§ Given exercise A: Select and copy every line of the records that contains the string "tree", matching case exactly.

§ Excerpt provided:
- - - -
Figure 15.7 Box Chart for Power Output Data (Traditional Graphics with NOGSTYLE)
Box Chart for Power Output Data (Traditional Graphics with NOGSTYLE)

In general, a HISTORY= input data set used with the BOXCHART statement must contain the following variables:

  • subgroup variable

  • subgroup minimum variable

  • subgroup first quartile variable

  • subgroup mean variable

  • subgroup median variable

  • subgroup third quartile variable

  • subgroup maximum variable

  • subgroup sample size variable

  • either a subgroup standard deviation variable or a subgroup range variable

Furthermore, the names of the summary variables must begin with the process name specified in the BOXCHART statement and end with the appropriate suffix character. If the names do not follow this convention, you can use the RENAME option in the PROC SHEWHART statement to rename the variables for the duration of the SHEWHART procedure step (see Creating Charts for Means and Ranges from Summary Data).

If you specify the RANGES option in the BOXCHART statement, the HISTORY= data set must contain a subgroup range variable; otherwise, the HISTORY= data set must contain a subgroup standard deviation variable. The RANGES option specifies that the estimate of the process standard deviation is to be calculated from subgroup ranges rather than subgroup standard deviations. For example, in the following statements, the data set Oilsum2 must contain a subgroup standard deviation variable named KWattsS, because the RANGES option not specified:

title 'Box Chart for Power Output';
proc shewhart history=Oilsum2;
   boxchart KWatts*Day;
run;

In summary, the interpretation of process depends on the input data set.

  • If raw data are read using the DATA= option (as in the previous example), process is the name of the SAS variable containing the process measurements.

  • If summary data are read using the HISTORY= option (as in this example), process is the common prefix for the names of the variables containing the summary statistics.

For more information, see HISTORY= Data Set.
- - - -
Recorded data

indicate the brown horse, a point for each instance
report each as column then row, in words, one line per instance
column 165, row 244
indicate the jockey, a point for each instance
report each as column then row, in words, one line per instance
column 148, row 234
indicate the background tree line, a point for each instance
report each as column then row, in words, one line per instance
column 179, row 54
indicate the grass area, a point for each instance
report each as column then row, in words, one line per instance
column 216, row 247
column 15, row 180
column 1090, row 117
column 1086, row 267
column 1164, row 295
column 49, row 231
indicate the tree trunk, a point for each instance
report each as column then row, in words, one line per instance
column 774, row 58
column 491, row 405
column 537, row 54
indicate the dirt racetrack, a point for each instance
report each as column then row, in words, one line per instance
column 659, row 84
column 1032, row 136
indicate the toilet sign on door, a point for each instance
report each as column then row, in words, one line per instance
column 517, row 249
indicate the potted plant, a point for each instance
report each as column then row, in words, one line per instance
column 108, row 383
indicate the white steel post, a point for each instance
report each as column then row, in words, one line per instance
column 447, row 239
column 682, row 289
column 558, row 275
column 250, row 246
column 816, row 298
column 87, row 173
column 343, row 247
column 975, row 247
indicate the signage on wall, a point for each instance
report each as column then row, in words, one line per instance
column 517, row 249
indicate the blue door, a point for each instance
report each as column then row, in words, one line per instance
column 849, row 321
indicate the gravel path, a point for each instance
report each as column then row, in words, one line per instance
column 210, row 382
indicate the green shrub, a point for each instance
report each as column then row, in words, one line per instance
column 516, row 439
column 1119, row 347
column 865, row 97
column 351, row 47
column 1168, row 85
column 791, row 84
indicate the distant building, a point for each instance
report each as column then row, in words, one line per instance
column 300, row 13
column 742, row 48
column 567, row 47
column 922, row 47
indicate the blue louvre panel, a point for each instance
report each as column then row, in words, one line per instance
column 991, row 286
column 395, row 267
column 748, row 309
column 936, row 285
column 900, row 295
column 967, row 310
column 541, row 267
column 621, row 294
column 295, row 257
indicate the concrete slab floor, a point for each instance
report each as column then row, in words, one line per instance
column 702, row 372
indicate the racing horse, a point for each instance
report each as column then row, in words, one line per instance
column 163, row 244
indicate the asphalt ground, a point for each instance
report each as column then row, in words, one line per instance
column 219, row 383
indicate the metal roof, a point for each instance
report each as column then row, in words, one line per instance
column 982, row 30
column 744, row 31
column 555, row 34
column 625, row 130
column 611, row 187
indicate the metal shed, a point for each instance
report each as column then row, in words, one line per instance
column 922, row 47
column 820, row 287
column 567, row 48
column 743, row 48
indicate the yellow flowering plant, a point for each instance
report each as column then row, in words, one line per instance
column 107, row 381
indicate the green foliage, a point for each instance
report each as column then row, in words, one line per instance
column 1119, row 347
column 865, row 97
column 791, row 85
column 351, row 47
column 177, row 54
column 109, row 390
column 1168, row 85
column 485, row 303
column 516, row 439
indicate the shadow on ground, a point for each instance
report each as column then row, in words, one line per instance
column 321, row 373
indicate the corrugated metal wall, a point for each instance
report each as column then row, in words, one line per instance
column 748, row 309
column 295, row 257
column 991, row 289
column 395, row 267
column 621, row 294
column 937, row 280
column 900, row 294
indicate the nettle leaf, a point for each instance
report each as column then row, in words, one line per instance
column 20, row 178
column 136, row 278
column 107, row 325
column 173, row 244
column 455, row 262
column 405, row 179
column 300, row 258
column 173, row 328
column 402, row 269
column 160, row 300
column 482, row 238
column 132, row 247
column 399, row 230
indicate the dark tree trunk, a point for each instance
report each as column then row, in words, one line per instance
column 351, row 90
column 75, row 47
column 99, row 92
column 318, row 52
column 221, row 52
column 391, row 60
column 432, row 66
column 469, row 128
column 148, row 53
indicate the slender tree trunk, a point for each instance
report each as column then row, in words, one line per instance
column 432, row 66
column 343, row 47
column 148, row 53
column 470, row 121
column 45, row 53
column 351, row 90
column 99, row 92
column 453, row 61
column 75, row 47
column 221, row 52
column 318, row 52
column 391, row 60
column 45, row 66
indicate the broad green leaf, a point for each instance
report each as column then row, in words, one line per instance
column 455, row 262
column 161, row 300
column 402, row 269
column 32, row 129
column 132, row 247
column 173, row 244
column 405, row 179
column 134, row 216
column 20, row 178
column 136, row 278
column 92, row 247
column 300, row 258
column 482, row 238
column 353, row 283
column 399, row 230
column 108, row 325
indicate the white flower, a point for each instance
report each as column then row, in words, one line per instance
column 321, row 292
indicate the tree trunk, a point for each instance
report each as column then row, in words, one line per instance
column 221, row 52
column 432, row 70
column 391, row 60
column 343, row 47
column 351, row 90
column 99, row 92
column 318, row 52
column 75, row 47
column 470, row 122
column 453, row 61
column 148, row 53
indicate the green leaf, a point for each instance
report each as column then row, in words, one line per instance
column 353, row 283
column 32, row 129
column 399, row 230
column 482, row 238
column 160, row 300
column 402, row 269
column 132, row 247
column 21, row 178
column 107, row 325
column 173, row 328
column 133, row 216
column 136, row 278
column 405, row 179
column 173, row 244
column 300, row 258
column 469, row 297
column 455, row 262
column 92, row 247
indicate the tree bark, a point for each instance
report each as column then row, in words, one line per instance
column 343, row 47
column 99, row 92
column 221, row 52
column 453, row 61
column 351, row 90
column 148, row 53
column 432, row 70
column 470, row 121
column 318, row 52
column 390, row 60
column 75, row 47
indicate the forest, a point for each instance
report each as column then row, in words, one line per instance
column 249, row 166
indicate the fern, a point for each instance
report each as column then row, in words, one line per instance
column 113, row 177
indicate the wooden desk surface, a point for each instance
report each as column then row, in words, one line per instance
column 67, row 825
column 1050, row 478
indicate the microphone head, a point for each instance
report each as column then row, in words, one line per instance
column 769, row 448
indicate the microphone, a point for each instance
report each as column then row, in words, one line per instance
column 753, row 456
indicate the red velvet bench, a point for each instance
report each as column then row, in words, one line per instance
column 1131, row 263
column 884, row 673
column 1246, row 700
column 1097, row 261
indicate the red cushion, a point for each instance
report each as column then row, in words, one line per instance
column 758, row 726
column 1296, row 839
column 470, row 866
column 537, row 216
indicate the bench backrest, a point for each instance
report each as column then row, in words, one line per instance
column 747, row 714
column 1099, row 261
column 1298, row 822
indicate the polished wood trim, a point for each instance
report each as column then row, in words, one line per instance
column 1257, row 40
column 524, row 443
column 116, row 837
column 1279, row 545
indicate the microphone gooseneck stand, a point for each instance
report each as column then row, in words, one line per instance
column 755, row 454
- - - -
§ Given exercise B: According to the box chart excerpt, which option in the PROC SHEWHART statement renames summary variables whose names don't follow the required convention?

§ Written solution A:
indicate the background tree line, a point for each instance
indicate the tree trunk, a point for each instance
indicate the dark tree trunk, a point for each instance
indicate the slender tree trunk, a point for each instance
indicate the tree trunk, a point for each instance
indicate the tree bark, a point for each instance

§ Written solution B: The RENAME option.